### 提示文 ###
Past days 2012

2012年某日の記憶の欠片

2012

Jan.12th.2012

年明けての福岡・貘。

 

今日はいつもと違う空気。
バタバタと鳴る床に明るい声。縁の客が子供達連れで来ているようだ。
ぐっと下がった平均年齢が微笑ましく、愉快でもある。
応対に忙しい小田さんとの話もそこそこに、今年最初の目玉展示を観る。

 

大浦さん・佐々さん・末藤さんの御三方が組むとあっては放っては置けない。
美しい統一感と不穏な違和感の同居はこの企画ならではだ。

 

市美・鈴木さんの企画展。人の生きるこの世界のふくらみを意識する。

 

短い滞在だが、良いものに触れたと思う。

 

 

Feb.12th.2012

福岡。読売・小林さんの退社祝賀パーティー。

グランド・ハイアットというロケーションは勿論だが、この豪華な面々はどうだろう。福岡の美術界が爆縮しているようだ。

これは所謂上澄みのお付き合いではなく、小林さん本人の肉弾戦の賜物だ。
柔和な笑顔・熱い語り口・深く鋭い指摘 どの瞬間にも魂が宿る。


幾度も発表を観て頂き、記事にもして頂いたが、的外れな提灯記事など一つもない。
 「解せんなあ」と、眉をしかめた彼に切り込まれたこともあるが、そうして紡がれた文章にはこちらがはっとする、新しい解釈が息づいていた。


誰かのために創る、というのはどこかウソくさいが、この人に認めてもらいたい、と思って創ることはある。
自分の場合、そのひとりが彼だ。

ものを書くことは続ける。視野が自由になった。 そう言う彼にこれからも期待したい。

 

 

(貘でのアットホームな二次会も楽しく、とても有意義な夜でした。作家・酒井忠臣さんと小川幸一さんの飄々とした掛け合いが面白く、程良くお酒も進みました。)

 

Mar.25th.2012

街角に立つこれは何の呪いだろうか。
###
2012年の美術をめぐる日記を、最後の一文に続けて書き継いでください。
### 項目一覧 ###
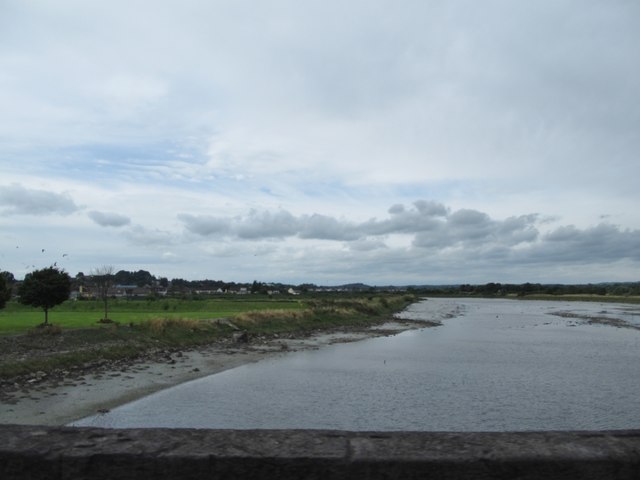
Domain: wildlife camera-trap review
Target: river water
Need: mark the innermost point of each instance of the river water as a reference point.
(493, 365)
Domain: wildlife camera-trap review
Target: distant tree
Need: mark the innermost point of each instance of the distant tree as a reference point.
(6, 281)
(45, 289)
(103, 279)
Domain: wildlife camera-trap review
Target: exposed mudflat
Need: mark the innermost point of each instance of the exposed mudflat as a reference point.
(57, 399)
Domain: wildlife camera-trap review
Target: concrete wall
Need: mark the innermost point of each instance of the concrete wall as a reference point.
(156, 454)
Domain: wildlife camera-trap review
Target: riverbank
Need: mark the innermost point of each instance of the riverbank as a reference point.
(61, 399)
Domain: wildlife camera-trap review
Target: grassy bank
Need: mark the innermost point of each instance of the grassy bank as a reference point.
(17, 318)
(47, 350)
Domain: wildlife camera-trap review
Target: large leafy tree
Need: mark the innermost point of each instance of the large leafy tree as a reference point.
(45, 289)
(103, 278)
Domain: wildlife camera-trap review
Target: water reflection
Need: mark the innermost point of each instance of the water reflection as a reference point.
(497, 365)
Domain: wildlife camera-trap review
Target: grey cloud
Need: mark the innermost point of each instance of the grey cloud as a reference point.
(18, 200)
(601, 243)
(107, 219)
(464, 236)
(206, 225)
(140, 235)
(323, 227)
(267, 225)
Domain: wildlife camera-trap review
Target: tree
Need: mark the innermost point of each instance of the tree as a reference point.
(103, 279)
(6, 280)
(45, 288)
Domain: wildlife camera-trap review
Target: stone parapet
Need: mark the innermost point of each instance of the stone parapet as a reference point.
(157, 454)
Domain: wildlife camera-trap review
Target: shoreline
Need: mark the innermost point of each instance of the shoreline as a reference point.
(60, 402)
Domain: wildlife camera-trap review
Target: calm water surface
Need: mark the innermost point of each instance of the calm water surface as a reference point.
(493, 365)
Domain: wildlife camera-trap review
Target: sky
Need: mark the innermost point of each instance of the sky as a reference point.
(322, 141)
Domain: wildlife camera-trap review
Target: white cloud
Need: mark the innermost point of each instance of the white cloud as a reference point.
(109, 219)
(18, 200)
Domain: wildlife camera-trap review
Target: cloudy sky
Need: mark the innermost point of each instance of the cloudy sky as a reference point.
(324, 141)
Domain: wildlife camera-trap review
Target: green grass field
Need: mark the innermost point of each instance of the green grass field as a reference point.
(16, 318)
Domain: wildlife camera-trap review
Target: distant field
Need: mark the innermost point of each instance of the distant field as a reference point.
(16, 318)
###
### 最終結果
5月後半に迫る熊本展。壁面や搬入口の下見に県美分館へ。
個性的でありながらも融通の効かなそうな空間。コンディションは判ったが、実際どのような展示になるのだろう。
頭の痛い搬入出。制限もまた作品を創るのだが、まだしばらくは悩むことになりそうだ。

この時期特有の言い表せないメランコリー。
 慣れ、ということはないらしいが、慣れた顔をしてみせることが上手くなれるのだろうか。


風雨に曝される以前の君は、どんな歌を運んでいた?

 

 

Apr.1st.2012

カメラを持ち歩くことも少なくなった昨今。
無理矢理往く春を収めようとする午後遅く。

 

 

May.4th.2012

都城市立美術館・南九州からのSINDOU。

つまらないことに感けて神経を擦り減らすことが多かった中、この会場に身を置けたことは本望かつ上等といったところか。
企画展は見合い、グループ展は恋愛に似る。
敬愛する作家方との共演はスリリングで心地良い。異なる地平を見ながらも、ものづくりとしての良心で繋がっている。

義理がらみが嫌で避けてきた地元での発表だが、観客のありきたりでない反応にははっとさせられる。今迄食わず嫌いだったのだろうか。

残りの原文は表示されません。